■ Entries provided
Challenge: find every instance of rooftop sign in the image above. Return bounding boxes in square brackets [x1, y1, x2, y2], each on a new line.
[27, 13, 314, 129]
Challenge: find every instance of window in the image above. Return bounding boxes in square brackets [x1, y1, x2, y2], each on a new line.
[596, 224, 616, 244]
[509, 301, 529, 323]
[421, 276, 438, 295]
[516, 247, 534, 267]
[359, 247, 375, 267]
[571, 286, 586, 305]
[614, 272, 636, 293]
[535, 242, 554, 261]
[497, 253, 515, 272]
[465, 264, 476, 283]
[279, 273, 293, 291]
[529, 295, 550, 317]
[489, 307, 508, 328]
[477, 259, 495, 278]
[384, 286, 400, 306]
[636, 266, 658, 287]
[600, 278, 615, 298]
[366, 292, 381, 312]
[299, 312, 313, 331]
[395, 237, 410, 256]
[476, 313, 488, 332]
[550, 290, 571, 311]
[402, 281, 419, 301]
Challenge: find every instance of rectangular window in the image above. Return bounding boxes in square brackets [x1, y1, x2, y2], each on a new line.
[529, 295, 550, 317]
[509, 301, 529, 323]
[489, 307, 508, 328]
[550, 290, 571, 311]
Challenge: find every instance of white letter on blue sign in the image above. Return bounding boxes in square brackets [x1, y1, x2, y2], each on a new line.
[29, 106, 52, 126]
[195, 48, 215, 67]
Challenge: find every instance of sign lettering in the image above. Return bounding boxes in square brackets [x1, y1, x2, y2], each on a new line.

--

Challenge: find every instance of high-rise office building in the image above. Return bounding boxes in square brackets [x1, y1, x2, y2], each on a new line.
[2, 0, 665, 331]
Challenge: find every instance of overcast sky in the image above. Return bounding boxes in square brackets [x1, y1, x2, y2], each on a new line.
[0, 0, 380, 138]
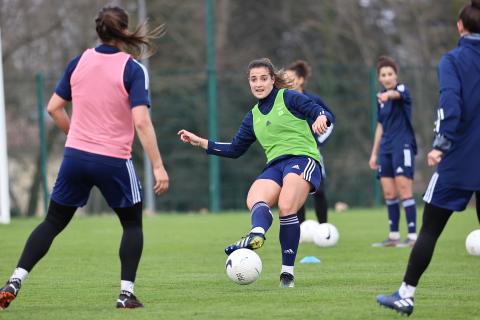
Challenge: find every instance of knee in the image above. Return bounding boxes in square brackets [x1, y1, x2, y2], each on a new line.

■ Exercise details
Above is a listing; print exactly its lines from the one with "Challenge: find every instance of white" through the one with "Challenge: find every instance of sign", and no other lines.

■ Task answer
Challenge: find every instance of white letter on blue sign in the image above. Return bounding boxes in square brackets [x1, y1, x2, y2], each on a new line.
[29, 106, 52, 126]
[195, 48, 215, 67]
Challenge: find every instance of sign lettering in the image above. Return bounding boxes in square brackets [x1, y1, x2, y2], each on a new line.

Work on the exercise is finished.